Records supplied ::

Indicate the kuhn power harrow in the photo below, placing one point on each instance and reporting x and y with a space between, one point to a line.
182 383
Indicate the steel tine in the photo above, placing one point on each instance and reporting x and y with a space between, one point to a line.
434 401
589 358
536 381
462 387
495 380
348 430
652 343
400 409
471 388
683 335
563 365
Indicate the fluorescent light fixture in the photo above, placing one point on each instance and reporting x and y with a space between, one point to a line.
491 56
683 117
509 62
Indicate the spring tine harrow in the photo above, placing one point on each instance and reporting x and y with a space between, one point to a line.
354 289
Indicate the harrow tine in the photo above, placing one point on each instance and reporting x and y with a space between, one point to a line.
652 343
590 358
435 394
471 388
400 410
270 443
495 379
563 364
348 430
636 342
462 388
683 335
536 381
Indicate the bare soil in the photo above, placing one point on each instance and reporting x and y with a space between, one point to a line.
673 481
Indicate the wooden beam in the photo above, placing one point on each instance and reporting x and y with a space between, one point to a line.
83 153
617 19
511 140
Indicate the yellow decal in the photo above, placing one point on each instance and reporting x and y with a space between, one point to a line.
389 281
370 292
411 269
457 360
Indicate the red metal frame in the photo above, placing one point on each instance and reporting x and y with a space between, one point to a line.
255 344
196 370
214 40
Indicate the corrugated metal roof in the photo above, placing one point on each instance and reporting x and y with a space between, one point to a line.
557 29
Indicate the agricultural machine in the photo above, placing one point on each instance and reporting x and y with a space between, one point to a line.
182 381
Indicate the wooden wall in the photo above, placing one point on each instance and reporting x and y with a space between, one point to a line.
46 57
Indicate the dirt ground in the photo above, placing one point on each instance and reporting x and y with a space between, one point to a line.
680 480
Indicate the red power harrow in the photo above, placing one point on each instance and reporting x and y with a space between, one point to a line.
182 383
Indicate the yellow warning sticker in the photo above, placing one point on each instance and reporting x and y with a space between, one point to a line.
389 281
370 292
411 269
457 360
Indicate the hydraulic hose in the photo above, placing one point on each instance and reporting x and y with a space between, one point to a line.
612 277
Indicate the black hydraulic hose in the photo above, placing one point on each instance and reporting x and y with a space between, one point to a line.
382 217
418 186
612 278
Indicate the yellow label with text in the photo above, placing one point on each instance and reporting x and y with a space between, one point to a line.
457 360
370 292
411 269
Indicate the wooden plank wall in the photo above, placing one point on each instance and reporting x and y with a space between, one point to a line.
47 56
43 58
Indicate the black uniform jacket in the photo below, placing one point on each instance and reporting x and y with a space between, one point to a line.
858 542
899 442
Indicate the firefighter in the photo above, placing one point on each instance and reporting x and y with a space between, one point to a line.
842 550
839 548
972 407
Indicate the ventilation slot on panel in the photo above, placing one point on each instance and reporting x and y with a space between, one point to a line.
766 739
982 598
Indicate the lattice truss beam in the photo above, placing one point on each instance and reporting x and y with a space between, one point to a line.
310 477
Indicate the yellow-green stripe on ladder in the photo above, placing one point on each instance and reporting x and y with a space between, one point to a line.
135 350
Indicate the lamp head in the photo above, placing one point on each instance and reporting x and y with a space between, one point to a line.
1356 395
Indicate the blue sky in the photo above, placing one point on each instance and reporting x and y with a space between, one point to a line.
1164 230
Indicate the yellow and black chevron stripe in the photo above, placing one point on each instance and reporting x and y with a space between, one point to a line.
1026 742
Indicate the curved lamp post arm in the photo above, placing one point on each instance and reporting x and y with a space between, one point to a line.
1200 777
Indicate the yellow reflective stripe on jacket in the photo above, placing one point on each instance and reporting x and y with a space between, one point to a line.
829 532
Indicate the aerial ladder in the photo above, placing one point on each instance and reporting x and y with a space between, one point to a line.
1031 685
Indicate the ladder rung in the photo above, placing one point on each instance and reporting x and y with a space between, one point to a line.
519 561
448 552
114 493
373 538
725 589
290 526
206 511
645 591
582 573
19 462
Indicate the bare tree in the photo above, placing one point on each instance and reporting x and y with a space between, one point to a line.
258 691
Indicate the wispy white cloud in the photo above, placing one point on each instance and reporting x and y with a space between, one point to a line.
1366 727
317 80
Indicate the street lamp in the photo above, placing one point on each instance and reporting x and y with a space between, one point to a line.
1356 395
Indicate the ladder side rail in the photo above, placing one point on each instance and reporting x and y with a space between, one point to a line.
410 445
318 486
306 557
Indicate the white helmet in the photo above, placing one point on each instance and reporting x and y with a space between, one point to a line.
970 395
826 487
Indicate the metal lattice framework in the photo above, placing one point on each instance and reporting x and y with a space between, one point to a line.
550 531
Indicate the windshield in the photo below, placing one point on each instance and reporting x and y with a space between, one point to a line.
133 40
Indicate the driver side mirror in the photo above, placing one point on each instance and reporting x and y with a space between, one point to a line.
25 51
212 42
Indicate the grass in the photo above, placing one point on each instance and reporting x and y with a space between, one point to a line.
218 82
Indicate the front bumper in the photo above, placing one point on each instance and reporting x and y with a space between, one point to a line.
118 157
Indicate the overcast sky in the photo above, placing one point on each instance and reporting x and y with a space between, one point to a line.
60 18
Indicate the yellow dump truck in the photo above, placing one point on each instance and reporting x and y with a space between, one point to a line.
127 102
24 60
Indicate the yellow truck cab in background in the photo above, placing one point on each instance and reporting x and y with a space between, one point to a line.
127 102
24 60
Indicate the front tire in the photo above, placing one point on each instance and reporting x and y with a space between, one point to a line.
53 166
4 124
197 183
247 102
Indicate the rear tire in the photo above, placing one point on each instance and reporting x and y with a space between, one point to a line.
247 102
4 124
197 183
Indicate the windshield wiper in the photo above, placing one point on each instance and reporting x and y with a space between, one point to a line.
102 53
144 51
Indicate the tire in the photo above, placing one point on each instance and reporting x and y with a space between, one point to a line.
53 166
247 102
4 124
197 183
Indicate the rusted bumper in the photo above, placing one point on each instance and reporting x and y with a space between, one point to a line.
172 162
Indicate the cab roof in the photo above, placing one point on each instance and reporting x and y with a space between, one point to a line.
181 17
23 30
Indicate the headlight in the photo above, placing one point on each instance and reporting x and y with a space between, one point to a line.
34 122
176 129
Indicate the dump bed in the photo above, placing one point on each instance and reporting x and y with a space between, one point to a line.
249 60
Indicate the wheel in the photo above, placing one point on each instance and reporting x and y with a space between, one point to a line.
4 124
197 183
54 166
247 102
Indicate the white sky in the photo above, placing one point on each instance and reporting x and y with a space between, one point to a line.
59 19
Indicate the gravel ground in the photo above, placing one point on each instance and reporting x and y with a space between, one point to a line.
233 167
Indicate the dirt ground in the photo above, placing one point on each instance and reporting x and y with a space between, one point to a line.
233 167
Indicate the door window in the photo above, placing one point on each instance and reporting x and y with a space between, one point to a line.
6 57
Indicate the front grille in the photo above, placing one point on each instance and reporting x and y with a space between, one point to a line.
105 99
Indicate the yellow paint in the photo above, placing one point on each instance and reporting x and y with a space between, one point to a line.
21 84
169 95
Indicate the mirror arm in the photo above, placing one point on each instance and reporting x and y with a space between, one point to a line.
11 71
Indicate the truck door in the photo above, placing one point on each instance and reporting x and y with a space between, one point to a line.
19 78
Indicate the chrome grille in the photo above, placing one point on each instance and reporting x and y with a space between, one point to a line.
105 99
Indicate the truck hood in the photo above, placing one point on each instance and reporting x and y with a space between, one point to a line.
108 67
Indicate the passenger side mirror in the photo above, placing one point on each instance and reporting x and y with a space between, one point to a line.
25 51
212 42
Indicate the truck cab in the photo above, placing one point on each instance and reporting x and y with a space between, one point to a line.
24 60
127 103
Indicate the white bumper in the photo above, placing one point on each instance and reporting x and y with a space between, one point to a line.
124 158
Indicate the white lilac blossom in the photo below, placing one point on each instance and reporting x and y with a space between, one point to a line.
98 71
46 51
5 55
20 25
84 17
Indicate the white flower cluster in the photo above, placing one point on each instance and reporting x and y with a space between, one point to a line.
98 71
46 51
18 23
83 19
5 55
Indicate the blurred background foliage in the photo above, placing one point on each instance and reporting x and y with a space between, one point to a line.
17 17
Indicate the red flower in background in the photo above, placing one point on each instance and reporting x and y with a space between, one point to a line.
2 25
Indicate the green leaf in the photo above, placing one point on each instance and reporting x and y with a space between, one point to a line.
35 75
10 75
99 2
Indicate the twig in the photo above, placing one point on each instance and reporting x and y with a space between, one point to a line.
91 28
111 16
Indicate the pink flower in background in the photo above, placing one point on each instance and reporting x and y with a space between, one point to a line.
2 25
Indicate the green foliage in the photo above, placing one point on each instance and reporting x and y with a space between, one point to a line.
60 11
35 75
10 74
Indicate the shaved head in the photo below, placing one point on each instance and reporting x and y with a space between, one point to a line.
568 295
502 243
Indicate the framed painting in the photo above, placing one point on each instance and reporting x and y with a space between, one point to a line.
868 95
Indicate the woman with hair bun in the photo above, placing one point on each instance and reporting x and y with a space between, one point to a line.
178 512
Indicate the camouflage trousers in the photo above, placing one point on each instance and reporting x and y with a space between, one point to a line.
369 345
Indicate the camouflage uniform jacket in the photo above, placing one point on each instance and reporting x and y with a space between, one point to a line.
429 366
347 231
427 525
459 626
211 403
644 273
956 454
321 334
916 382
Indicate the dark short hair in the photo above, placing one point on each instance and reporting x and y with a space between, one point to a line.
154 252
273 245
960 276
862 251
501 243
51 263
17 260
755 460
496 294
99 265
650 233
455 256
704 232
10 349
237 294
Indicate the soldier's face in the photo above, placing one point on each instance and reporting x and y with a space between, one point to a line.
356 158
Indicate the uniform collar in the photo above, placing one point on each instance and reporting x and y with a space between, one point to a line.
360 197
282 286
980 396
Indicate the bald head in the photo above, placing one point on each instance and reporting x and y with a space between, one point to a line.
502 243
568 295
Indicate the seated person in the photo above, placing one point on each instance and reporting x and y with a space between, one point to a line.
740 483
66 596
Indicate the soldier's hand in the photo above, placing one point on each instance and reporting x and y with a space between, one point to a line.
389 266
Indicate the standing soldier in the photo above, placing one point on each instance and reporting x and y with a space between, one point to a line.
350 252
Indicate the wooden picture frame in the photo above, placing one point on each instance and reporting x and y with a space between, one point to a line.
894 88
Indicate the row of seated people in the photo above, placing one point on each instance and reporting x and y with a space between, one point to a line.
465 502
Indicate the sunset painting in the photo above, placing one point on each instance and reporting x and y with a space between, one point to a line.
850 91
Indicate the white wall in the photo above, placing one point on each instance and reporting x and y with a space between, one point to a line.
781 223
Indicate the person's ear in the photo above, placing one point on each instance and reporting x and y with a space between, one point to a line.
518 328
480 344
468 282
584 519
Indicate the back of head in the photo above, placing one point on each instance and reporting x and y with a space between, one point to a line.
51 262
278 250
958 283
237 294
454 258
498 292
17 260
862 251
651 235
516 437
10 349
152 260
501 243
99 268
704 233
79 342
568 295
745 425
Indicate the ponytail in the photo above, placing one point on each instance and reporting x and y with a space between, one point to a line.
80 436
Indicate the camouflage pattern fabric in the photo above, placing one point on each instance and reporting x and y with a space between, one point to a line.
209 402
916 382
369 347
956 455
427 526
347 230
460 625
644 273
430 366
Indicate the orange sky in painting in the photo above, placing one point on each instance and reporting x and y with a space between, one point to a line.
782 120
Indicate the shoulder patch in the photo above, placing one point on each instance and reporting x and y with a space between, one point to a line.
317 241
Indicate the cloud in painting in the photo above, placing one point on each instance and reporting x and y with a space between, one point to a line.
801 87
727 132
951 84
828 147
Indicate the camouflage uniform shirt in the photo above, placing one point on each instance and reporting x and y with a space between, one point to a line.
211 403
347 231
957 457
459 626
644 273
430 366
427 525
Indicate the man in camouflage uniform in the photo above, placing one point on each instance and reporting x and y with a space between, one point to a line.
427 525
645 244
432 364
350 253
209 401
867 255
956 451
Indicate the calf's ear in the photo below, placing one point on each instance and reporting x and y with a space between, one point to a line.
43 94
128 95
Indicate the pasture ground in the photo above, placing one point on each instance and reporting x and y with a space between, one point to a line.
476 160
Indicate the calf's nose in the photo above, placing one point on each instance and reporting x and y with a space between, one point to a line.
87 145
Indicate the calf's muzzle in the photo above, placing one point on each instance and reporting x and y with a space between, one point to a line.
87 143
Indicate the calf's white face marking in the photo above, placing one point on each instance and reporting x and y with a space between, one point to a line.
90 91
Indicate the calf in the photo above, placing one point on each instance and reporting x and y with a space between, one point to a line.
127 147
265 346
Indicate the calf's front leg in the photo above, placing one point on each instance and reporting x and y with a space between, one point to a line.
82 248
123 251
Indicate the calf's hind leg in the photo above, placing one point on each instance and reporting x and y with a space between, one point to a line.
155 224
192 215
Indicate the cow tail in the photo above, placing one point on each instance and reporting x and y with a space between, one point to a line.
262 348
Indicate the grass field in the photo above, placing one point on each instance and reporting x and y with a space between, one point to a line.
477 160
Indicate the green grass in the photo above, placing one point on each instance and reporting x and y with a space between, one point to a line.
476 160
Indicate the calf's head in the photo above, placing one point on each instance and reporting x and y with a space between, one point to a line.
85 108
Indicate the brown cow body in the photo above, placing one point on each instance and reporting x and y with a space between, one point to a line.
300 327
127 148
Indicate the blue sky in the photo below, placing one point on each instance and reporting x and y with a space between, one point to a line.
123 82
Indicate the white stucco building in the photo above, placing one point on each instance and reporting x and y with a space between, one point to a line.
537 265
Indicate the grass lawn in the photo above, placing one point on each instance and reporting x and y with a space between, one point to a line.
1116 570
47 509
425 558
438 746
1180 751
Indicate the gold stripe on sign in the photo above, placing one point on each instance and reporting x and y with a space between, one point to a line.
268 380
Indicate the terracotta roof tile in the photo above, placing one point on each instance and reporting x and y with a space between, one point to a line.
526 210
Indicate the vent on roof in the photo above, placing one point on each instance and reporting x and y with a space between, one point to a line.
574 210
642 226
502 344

Goal of the exercise :: Please express the entries above as a two-column CSV with the headers text and answer, starting with the line containing "Indicate the green grass" and going on through the end of the entries. Give one row per entry, putting its text and its answer each in a single quoted field with line breaks replaced by spaces.

Output ::
text,answer
"Indicate the green grass in the photo above, placing one point on each instance and reporting x and y with a space between, one point to a line.","476 160"
"Indicate the calf's head in the photo above, placing one point on each instance and reporting x and y with a space between, one point to a line.","85 108"
"Indicate the brown cow body in the photo above, placing one point on each instance and reporting x and y with a space between, one point to a line.","300 327 127 148"
"Indicate the blue sky in the photo below, placing one point on each instance and reporting x and y with a space between, one point to a line.","123 82"
"Indicate the white stucco building in the photo above, placing one point on each instance and reporting x and y with a space between, one point to a line.","537 265"
"Indicate the grass lawn in the photo above, placing one point on each instance and reporting x and y with a space between, one point to a line.","1116 570 47 509 425 558 438 746 1180 751"
"Indicate the gold stripe on sign in the photo above, placing one point on each instance and reporting x and y with a space between, one point to a line.","268 380"
"Indicate the terracotta roof tile in the photo above, placing one point on each instance and reporting x and y with a space between, one point to a line.","526 210"
"Indicate the vent on roof in the photo above, placing one point on each instance and reporting x and y with a space between, one point to a line.","574 210 642 226 502 344"